::: DOCUMENT EXCERPT
Some may wonder how she was able to learn English at all, since it was not a gradual learning process, but rather a sudden bombardment of new phonemes and morphemes all at once. Despite the fact that this young girl was faced with a completely new syntax, she learned it in approximately three months according to those around her. How is this possible? Because Yelena's second language acquisition occurred before puberty, she was able to quickly learn a new language without too much trouble.
According to Pinker, even highly intelligent people who immigrate to a country and learn a second language never fully develop a believable accent in the new language, or they fail to lose their old one. However, Yelena immigrated during the time period that Pinker dubs the Critical Period, which is a hypothesis that language acquisition ends around the age of 12 years. Since she was seven when she learned her second language, she was able to adapt her ways of speech and eventually talk with the “American accent”, or in her case, a southern accent. With her new dialect acquisition, family friends of Yelena's parents noticed her transition from a Russian accent to a loss of it. While others noticed a change in her speech, she recounts that neither her mother nor her father noticed this transformation since they were with her on a day to day basis.
::::::
### AIM
In the passage about Yelena's second language, how long did those around her say it took her to learn English? Rely only on the passage about Yelena's second language.
::: PROVIDED INFORMATION
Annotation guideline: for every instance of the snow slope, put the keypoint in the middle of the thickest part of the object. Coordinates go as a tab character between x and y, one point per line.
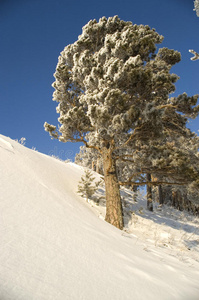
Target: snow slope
54	247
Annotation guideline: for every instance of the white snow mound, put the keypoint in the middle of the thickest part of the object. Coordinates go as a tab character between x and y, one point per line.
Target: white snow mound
53	246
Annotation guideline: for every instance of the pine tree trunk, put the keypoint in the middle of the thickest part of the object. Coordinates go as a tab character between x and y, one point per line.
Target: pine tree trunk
160	192
113	200
149	194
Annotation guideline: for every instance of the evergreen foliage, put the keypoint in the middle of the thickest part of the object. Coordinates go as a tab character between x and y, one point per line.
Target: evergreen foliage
112	87
196	7
86	187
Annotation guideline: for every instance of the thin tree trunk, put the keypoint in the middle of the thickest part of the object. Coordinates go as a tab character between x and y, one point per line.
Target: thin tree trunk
160	192
149	194
113	199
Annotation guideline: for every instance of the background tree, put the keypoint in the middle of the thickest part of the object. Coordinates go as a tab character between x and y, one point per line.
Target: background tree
196	7
112	84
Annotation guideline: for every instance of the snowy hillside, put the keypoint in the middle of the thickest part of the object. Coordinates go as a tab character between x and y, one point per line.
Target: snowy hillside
55	247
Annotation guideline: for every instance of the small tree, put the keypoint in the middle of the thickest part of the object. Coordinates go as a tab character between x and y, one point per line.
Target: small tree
112	86
86	187
196	7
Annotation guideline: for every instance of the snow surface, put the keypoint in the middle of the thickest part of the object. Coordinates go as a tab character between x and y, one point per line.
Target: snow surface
53	245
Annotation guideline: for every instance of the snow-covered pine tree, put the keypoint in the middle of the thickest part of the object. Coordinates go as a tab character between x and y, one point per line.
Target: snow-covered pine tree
112	84
87	187
196	7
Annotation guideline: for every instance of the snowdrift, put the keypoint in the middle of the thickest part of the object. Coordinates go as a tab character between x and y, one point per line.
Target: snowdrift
53	246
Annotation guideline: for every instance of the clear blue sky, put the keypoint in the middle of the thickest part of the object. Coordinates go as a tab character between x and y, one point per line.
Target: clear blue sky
34	32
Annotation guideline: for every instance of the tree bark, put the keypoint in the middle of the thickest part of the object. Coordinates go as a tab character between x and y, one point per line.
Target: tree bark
113	200
149	193
160	192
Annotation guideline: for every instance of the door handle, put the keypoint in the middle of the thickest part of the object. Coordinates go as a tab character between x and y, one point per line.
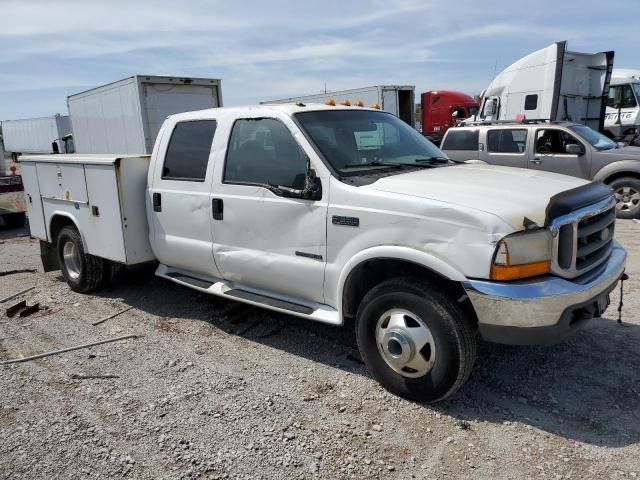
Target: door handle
157	202
217	207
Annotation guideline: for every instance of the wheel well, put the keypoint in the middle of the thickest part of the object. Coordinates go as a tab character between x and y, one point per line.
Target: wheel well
615	176
58	222
370	273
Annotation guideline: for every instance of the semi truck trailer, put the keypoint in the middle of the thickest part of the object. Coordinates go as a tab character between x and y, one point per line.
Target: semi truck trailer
552	84
125	116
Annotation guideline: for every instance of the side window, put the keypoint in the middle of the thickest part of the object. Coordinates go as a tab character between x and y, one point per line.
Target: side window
531	102
262	151
622	96
460	140
552	141
506	140
188	151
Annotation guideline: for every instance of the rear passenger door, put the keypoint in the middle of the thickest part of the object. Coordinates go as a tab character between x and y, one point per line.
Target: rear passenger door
505	146
180	196
265	240
461	144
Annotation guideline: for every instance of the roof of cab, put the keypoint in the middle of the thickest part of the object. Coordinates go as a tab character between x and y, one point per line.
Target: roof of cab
286	108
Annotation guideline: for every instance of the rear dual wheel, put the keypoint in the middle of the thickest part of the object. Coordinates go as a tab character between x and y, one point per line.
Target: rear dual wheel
84	272
627	192
417	342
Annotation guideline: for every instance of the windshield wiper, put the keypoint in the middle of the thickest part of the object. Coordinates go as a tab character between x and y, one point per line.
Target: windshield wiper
433	159
373	164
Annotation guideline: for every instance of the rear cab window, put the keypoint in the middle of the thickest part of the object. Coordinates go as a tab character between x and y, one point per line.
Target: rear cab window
188	151
457	140
507	140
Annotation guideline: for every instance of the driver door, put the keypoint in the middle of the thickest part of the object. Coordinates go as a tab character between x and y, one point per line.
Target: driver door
549	146
263	240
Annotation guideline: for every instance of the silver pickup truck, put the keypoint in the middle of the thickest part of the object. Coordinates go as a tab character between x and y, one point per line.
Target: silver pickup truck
560	147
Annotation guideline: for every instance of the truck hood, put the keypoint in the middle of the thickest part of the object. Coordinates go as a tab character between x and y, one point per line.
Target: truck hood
510	193
629	153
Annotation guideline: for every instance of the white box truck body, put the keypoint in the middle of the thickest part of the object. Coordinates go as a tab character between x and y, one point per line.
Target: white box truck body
35	135
395	99
125	116
551	84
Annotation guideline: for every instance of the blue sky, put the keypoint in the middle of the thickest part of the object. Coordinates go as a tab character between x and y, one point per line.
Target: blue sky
273	49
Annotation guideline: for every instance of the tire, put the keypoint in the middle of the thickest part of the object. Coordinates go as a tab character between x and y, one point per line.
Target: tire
450	350
627	191
83	272
15	220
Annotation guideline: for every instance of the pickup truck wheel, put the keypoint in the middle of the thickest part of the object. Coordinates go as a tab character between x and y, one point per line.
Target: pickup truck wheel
416	342
14	220
627	192
83	272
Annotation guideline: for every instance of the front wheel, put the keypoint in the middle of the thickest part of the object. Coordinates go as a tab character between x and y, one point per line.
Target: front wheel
416	342
627	192
83	272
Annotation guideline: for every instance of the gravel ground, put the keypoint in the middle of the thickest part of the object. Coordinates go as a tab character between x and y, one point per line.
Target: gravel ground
210	389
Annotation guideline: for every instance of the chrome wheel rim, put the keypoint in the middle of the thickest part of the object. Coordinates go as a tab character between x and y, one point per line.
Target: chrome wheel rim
405	343
627	198
71	257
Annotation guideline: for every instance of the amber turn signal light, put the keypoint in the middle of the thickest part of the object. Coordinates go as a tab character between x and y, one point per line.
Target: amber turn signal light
516	272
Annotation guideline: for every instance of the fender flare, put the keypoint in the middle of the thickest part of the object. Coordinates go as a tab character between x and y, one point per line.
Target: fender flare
632	167
395	252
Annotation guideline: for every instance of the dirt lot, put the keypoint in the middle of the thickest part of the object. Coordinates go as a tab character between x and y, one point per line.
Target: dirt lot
209	390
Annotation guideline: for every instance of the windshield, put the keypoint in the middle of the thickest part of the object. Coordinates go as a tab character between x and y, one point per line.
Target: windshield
355	142
595	139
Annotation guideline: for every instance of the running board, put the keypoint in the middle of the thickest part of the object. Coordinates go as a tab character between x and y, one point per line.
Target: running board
222	288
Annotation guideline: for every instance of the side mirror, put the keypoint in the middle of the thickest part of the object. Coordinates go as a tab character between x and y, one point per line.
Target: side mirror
574	149
312	186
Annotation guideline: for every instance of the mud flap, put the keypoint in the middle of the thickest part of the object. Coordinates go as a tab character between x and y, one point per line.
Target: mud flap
49	257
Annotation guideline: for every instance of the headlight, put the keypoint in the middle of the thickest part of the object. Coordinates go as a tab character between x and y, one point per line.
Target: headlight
522	255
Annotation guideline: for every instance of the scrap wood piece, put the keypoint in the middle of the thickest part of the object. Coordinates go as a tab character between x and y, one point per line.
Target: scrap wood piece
13	309
68	349
6	299
29	309
111	316
77	376
48	313
13	272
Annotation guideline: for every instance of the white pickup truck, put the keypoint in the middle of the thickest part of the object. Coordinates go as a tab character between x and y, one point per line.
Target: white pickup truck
332	213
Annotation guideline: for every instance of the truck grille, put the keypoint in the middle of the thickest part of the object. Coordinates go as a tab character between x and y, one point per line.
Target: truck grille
583	239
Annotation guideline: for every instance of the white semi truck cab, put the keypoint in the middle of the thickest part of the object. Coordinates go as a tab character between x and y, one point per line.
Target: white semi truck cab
333	213
622	118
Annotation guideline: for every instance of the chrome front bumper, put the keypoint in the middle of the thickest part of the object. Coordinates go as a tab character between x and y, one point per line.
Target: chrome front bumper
546	309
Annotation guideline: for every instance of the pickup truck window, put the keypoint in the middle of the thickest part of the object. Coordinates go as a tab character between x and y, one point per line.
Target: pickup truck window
506	140
461	140
357	142
188	151
552	141
595	139
262	151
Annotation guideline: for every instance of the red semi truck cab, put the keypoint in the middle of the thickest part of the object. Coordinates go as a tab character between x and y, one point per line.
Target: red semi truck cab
441	109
::::::
### EXERCISE SOLUTION
About three months.